## EXERCISE GOAL
Can you return the part of the summary of the generated-video detection paper starting at "Background & Motivation¶" and ending at "lacks theoretical grounding.", copied word for word?

## EXTRACT
══════════════════════════════

Training-free Detection of Generated Videos via Spatial-Temporal Likelihoods¶

Conference: CVPR 2026 arXiv: 2603.15026 Code: Available Area: Image Generation Keywords: Zero-shot detection, generated video detection, likelihood estimation, whitening transform, spatial-temporal modeling

TL;DR¶

This paper proposes STALL, a training-free zero-shot generated video detector that jointly models per-frame spatial likelihoods and inter-frame temporal likelihoods in a whitened embedding space. It requires only real video calibration and achieves robust detection across diverse generative models.

Background & Motivation¶

1. State of the Field: Video generation technologies (e.g., Sora, Veo3) have advanced rapidly, producing highly realistic and temporally coherent videos, which introduces serious risks including misinformation and fraud. Reliable detection of generated videos has thus become critically important.

2. Limitations of Prior Work: - Image detectors: Process each frame independently, completely ignoring temporal dynamics, and fail to capture cross-frame artifacts such as motion inconsistencies; - Supervised video detectors: Require large annotated datasets for training and generalize poorly to unseen generative models, which continue to emerge rapidly; - D3 (the only existing zero-shot video detector): Relies solely on temporal cues (second-order inter-frame differences), ignores per-frame spatial information, and lacks theoretical grounding.

3. Root Cause: Neither spatial nor temporal information alone is sufficient—spatial detectors are insensitive to motion artifacts, while temporal detectors are insensitive to per-frame visual anomalies. A method that jointly models both is needed.

4. Paper Goals: Design a zero-shot (requiring neither generated samples nor training) and theoretically grounded video detection method that leverages both spatial and temporal evidence simultaneously.

══════════════════════════════

[Collection entries]
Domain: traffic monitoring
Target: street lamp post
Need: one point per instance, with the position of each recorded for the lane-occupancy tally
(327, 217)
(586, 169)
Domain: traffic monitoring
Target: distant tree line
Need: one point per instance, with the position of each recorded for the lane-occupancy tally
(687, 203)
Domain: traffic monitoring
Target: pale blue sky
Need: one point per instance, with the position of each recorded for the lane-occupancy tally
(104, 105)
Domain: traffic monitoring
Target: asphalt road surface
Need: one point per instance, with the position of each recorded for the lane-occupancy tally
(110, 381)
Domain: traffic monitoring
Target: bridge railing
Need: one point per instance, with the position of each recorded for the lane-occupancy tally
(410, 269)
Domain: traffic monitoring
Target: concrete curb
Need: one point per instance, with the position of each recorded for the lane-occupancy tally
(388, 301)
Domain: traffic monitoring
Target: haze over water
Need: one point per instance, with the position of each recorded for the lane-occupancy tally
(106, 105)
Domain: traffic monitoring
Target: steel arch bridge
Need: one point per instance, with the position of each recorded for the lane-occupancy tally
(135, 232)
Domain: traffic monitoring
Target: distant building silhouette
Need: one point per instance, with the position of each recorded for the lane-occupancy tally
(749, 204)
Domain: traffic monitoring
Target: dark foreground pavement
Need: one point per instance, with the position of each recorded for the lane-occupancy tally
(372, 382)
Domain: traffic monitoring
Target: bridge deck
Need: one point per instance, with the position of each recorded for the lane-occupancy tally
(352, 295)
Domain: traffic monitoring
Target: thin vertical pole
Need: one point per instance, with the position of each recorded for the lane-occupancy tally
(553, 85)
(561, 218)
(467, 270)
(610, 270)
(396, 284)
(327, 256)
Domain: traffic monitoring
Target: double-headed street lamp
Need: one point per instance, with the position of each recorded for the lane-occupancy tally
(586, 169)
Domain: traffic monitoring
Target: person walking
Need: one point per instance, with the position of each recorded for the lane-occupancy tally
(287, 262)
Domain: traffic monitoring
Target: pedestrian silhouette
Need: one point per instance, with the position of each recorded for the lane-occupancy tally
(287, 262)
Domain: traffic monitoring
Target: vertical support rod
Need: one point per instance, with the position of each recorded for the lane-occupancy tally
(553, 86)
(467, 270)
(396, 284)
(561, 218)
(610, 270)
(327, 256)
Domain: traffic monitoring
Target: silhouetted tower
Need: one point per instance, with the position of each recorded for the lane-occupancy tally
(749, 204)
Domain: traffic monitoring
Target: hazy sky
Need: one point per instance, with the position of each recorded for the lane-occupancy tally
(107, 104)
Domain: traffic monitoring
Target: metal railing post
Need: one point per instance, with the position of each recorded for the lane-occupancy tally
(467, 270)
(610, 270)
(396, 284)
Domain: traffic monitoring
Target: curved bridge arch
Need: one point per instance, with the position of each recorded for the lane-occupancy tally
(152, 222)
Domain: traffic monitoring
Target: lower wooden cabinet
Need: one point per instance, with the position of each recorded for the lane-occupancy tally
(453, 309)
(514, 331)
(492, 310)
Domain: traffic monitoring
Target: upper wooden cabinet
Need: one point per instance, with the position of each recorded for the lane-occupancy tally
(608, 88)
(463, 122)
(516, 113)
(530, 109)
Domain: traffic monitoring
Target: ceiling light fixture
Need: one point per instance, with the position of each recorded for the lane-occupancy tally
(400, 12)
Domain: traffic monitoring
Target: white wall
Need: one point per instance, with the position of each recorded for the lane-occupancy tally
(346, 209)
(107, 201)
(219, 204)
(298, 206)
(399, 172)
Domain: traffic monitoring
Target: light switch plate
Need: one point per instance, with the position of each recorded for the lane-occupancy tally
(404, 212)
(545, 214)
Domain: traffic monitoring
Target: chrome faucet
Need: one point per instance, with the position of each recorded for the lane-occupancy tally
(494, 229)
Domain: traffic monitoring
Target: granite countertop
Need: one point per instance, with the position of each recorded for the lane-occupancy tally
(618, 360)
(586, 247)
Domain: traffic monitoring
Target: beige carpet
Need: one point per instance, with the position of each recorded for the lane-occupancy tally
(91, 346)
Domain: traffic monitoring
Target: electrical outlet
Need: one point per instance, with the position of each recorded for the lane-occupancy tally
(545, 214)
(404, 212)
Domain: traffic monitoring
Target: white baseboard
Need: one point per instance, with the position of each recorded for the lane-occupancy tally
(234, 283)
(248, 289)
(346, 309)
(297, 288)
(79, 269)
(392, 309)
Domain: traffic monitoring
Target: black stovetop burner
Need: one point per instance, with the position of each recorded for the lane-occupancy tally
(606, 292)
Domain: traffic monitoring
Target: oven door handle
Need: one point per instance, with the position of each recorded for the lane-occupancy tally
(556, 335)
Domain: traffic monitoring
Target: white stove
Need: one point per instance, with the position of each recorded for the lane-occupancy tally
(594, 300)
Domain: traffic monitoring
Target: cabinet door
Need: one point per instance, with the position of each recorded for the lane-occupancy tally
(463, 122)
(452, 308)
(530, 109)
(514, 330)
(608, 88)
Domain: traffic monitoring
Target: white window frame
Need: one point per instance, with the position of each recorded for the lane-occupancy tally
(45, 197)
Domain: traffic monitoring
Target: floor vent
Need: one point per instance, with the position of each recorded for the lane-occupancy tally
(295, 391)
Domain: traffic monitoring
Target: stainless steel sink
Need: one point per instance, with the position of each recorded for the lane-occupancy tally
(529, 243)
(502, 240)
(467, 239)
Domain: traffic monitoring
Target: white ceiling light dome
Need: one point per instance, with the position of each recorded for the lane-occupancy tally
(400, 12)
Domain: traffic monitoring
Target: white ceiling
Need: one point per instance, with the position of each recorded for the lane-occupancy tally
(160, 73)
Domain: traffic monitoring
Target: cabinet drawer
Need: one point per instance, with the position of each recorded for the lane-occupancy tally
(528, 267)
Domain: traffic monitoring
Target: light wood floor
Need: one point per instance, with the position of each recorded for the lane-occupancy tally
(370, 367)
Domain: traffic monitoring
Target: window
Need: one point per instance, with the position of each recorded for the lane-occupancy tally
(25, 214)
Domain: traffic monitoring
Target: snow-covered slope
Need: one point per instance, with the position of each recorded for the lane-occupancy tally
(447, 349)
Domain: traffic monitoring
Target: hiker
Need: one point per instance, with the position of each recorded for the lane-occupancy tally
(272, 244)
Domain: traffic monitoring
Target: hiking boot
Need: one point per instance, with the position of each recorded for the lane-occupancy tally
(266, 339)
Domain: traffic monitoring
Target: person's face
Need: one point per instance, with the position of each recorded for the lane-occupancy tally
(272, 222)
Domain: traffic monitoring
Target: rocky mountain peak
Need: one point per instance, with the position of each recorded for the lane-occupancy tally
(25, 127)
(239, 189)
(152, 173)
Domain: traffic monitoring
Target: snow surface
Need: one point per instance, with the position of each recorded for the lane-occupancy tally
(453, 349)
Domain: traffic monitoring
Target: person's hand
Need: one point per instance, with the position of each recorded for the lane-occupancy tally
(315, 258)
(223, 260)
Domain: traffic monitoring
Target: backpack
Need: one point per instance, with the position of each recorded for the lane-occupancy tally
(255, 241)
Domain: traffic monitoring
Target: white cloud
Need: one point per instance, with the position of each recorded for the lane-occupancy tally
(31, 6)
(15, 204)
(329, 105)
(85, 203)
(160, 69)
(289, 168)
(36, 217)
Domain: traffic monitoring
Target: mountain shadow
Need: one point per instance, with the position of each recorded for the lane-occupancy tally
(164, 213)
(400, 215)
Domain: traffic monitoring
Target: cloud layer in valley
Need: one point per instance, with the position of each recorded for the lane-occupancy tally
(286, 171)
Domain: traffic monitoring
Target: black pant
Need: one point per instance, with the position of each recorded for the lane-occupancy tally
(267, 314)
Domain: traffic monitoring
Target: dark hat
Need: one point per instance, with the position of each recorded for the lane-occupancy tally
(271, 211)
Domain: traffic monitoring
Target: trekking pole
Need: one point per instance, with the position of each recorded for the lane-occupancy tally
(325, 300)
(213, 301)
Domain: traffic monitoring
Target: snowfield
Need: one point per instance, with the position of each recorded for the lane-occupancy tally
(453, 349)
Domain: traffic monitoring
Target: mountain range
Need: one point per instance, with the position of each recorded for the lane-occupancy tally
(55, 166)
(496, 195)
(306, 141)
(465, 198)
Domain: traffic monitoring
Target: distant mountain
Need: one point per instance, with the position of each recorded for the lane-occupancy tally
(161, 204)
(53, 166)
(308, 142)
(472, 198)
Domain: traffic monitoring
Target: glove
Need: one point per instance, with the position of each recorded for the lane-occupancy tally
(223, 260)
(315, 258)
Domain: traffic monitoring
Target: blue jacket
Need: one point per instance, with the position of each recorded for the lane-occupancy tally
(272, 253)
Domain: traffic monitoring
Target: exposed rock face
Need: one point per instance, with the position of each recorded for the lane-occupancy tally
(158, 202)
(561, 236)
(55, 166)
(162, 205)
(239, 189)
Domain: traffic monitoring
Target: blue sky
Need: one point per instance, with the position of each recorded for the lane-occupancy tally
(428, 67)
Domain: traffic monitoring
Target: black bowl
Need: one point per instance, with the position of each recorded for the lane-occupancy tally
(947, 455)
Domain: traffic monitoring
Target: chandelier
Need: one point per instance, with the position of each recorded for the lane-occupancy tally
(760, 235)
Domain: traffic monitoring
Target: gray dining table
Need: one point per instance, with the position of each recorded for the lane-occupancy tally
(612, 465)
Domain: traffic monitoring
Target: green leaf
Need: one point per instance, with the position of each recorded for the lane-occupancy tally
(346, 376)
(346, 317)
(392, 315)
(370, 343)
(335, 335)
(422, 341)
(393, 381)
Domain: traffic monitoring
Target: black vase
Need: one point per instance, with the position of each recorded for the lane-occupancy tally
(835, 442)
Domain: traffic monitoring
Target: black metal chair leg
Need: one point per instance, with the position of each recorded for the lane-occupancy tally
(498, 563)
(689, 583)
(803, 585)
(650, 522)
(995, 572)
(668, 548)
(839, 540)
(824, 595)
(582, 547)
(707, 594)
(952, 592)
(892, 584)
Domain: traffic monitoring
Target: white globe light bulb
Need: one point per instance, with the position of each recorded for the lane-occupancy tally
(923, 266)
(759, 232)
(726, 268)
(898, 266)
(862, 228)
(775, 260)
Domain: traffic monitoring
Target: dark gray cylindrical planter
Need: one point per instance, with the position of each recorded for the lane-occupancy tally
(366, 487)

══════════════════════════════

## RESPONSE BOX
Background & Motivation¶

1. State of the Field: Video generation technologies (e.g., Sora, Veo3) have advanced rapidly, producing highly realistic and temporally coherent videos, which introduces serious risks including misinformation and fraud. Reliable detection of generated videos has thus become critically important.

2. Limitations of Prior Work: - Image detectors: Process each frame independently, completely ignoring temporal dynamics, and fail to capture cross-frame artifacts such as motion inconsistencies; - Supervised video detectors: Require large annotated datasets for training and generalize poorly to unseen generative models, which continue to emerge rapidly; - D3 (the only existing zero-shot video detector): Relies solely on temporal cues (second-order inter-frame differences), ignores per-frame spatial information, and lacks theoretical grounding.